A finding of probable cause at a preliminary examination does not require that the guilt of a defendant be established beyond a reasonable doubt. People v. Ray (1966), 2 Mich. App. 623. This Court may not substitute its judgment for that of the magistrate unless there has been a clear abuse of discretion in his determination of probable cause. People v. Dellabonda, supra; People v. Davis (1955), *380 343 Mich. 348; People v. Marklein (1960), 358 Mich. 471; People v. O'Leary (1967), 6 Mich. App. 115, 120. No such abuse has been alleged or shown. This Court is of the opinion that, upon a thorough review of the record of the proceedings had before the examining magistrate, the evidence was sufficient to uphold the magistrate's action in binding the defendant over for trial in circuit court.

(2) Was there sufficient evidence presented upon the trial which, if believed by the trier of the facts, would justify finding defendant guilty beyond a reasonable doubt?

It is the contention of defendant that there was no evidence in this case that the defendant's act of absenting herself from the family home on the morning of November 4, 1966, leaving her two young boys unsupervised during her absence, was the proximate cause of their deaths or that the deaths were foreseeable, citing 40 CJS, Homicide, § 57, which states in part at pp 921, 922:

"There must be such legal relation between the commission of the unlawful act and the homicide that it logically follows that the homicide occurred as a part of the perpetration of, or attempt to commit, the unlawful act. Thus the death must be due to the unlawful act of accused and not to the intervening act or negligence of a third person, or to an independent intervening cause in which accused did not participate and which he could not foresee; and the death must have been the natural and probable consequence of the unlawful act, and the act the proximate cause."

* [Given entries]:
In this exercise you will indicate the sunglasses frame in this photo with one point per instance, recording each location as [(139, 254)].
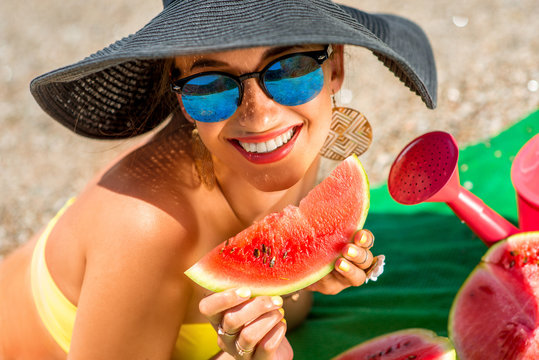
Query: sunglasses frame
[(320, 56)]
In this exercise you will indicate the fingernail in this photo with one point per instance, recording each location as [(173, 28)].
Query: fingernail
[(352, 252), (344, 266), (277, 300), (243, 292)]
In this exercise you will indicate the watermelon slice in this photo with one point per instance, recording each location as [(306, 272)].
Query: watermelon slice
[(495, 314), (289, 250), (416, 344)]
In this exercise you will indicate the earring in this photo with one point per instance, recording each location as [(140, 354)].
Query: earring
[(350, 133), (202, 159)]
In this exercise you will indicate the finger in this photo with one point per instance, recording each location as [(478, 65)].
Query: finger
[(272, 342), (364, 238), (253, 333), (352, 274), (241, 315), (213, 306), (358, 255)]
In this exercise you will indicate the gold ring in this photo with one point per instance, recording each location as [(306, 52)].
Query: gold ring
[(221, 331), (242, 351)]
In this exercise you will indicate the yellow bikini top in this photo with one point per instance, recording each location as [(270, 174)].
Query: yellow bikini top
[(195, 341)]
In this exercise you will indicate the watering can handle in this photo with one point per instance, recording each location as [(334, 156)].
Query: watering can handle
[(482, 220)]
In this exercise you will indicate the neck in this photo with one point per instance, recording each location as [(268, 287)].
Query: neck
[(250, 204)]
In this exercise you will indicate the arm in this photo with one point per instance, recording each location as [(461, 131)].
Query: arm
[(134, 292)]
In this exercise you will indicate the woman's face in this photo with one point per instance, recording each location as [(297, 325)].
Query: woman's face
[(268, 144)]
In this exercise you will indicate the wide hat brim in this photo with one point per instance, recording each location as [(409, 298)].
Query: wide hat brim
[(111, 94)]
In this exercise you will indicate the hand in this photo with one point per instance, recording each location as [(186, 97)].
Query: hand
[(349, 269), (248, 328)]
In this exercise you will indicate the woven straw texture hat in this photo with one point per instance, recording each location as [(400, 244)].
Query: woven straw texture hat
[(113, 93)]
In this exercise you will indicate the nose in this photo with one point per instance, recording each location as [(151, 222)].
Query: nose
[(256, 111)]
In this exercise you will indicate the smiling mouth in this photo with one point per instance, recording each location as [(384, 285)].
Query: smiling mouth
[(270, 145)]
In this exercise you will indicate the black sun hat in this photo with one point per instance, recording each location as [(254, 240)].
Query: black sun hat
[(113, 93)]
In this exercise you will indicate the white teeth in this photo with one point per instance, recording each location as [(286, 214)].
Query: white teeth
[(269, 145)]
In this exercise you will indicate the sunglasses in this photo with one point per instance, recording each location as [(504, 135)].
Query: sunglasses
[(214, 96)]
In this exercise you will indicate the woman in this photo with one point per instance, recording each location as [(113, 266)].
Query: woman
[(249, 85)]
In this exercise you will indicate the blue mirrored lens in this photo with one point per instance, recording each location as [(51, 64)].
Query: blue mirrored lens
[(294, 80), (210, 98)]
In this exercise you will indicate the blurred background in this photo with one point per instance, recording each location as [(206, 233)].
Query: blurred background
[(487, 54)]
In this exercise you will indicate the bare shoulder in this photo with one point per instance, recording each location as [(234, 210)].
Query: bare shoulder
[(144, 202)]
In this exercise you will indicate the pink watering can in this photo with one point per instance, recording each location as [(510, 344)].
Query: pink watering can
[(426, 170)]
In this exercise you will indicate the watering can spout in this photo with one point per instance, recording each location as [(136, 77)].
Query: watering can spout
[(525, 177), (488, 225), (427, 170)]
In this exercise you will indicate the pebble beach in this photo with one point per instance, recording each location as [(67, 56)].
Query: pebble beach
[(487, 55)]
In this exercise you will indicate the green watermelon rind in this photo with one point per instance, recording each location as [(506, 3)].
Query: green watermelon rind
[(492, 256), (447, 352), (217, 284)]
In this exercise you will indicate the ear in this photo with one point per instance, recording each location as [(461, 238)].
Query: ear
[(336, 61)]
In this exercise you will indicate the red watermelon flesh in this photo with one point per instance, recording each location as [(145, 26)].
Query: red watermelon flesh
[(291, 249), (495, 313), (409, 344)]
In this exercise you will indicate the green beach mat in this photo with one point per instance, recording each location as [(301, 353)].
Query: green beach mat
[(429, 254)]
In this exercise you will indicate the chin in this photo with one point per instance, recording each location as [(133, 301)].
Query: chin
[(269, 181)]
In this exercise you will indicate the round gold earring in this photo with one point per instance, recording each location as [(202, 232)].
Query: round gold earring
[(350, 133)]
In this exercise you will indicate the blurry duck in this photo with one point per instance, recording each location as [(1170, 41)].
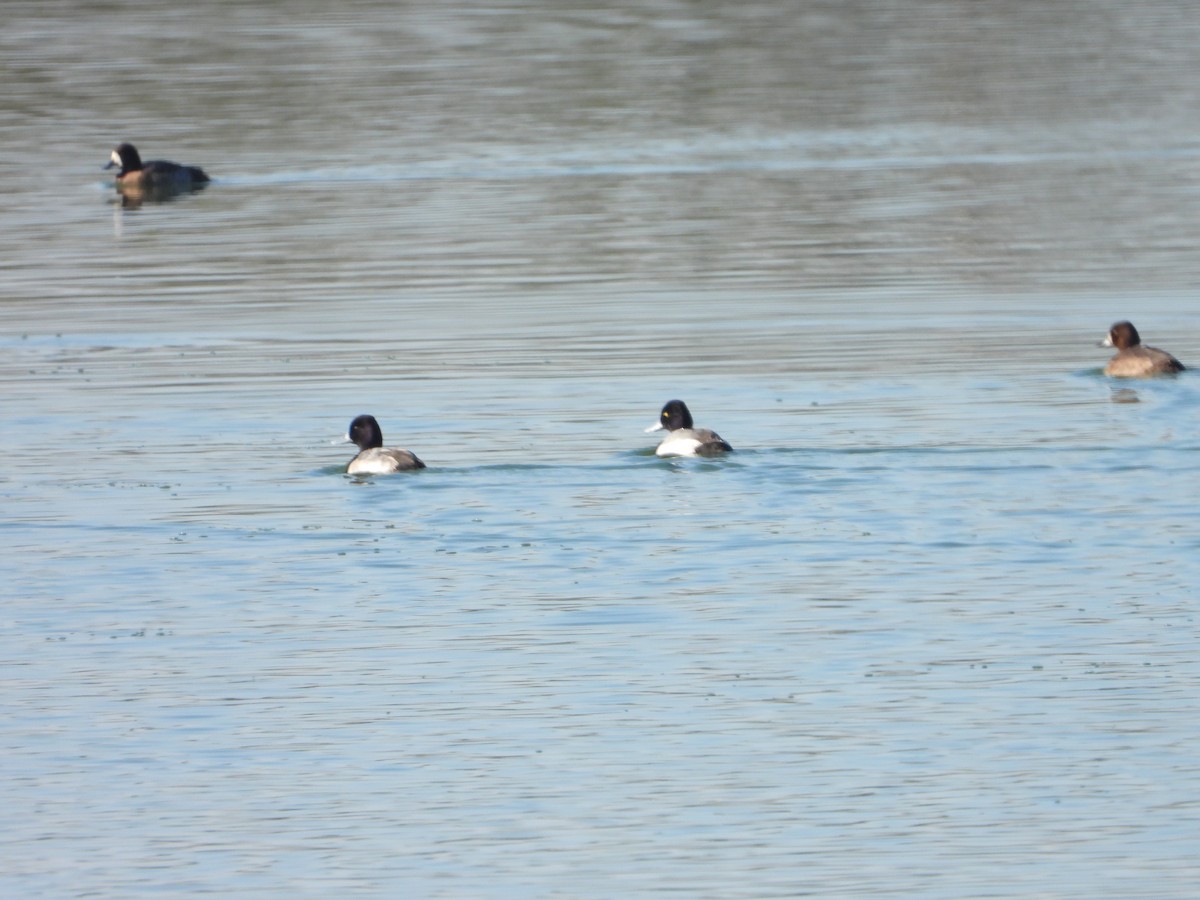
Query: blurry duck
[(1134, 360), (154, 180)]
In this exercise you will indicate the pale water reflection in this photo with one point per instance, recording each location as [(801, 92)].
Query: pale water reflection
[(930, 630)]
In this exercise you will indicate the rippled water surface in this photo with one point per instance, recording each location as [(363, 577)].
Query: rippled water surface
[(929, 631)]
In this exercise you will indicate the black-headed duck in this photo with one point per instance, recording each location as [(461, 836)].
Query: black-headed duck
[(682, 438), (373, 457)]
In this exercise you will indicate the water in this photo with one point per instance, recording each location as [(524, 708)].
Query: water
[(929, 631)]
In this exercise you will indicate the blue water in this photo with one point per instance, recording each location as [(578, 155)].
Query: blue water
[(929, 631)]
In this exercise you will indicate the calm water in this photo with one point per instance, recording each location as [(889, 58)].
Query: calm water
[(930, 631)]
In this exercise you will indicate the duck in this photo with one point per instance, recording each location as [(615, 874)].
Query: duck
[(1134, 360), (373, 457), (156, 177), (682, 438)]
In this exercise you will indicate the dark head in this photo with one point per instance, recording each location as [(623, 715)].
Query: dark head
[(1122, 336), (675, 415), (365, 432), (126, 156)]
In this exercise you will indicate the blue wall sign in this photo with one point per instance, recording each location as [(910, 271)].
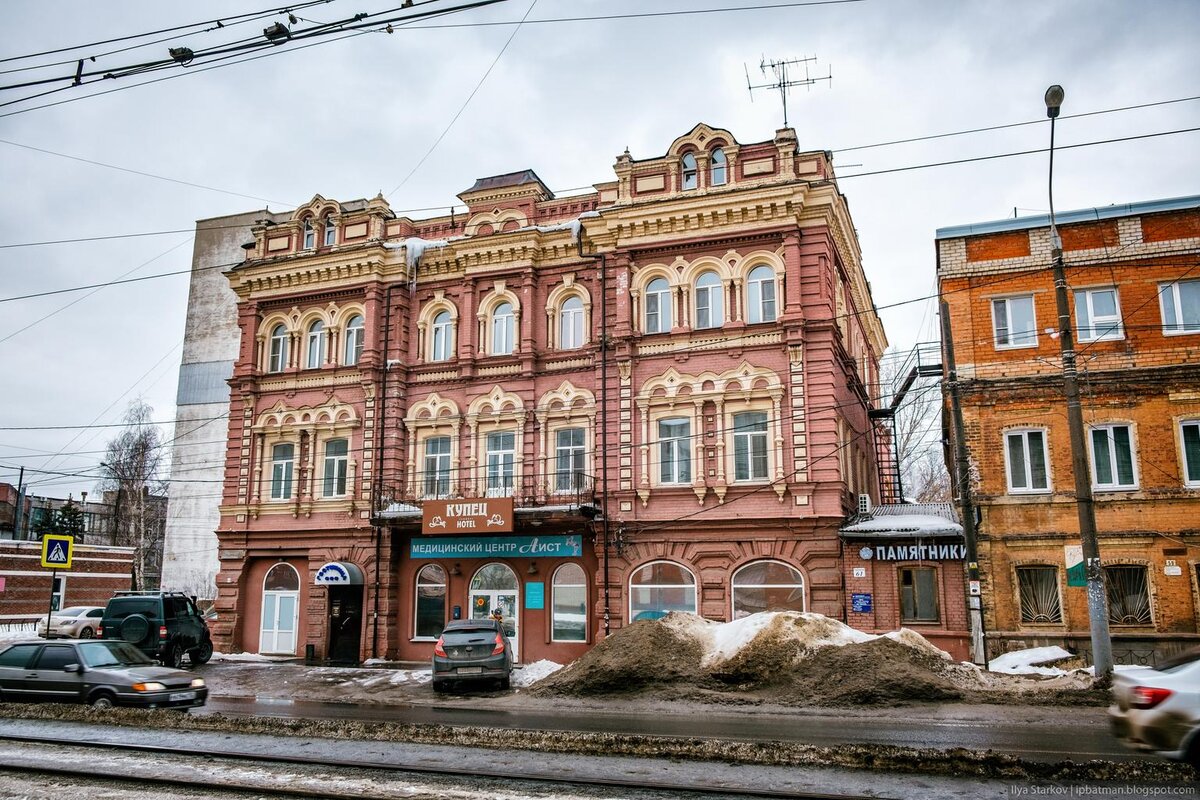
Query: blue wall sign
[(514, 547)]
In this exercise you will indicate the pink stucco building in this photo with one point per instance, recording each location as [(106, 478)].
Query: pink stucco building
[(667, 377)]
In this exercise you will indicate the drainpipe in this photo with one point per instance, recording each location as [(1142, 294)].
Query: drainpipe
[(604, 421)]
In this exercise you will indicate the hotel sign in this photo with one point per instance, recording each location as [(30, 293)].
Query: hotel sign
[(468, 515)]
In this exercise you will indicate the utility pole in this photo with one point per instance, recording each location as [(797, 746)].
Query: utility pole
[(1097, 593), (783, 83)]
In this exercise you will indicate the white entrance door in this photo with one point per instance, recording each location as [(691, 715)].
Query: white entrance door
[(495, 587)]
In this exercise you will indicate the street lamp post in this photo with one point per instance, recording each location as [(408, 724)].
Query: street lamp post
[(1097, 595)]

* [Instruction 1]: In the court opinion, what source does the defendant cite for the proximate-cause argument?
* [Instruction 2]: Pick up the court opinion on the defendant's appeal and continue it past its final sentence.
The listing has no connection to the court opinion.

* [Response 1]: 40 CJS, Homicide, § 57

* [Response 2]:
Defendant, in addition, cites other authorities in support of the contention that, in an involuntary manslaughter case, the element of proximate cause must be shown.

*381 The people assert that where a death follows from the negligent or criminal omission to perform a legal duty, the person upon whom the legal duty is imposed is guilty of involuntary manslaughter, citing People v. Ryczek (1923), 224 Mich. 106; and that, in the case at hand, defendant had a legal duty to protect and care for her children, a duty which she violated.

People v. Ryczek, supra, sets forth the definition of involuntary manslaughter at p 110, quoting from 21 Cyc, p 760, as follows:

"`Involuntary manslaughter is the killing of another without malice and unintentionally, but in doing some unlawful act not amounting to a felony nor naturally tending to cause death or great bodily harm, or in negligently doing some act lawful in itself, or by the negligent omission to perform a legal duty.'" (Emphasis supplied.)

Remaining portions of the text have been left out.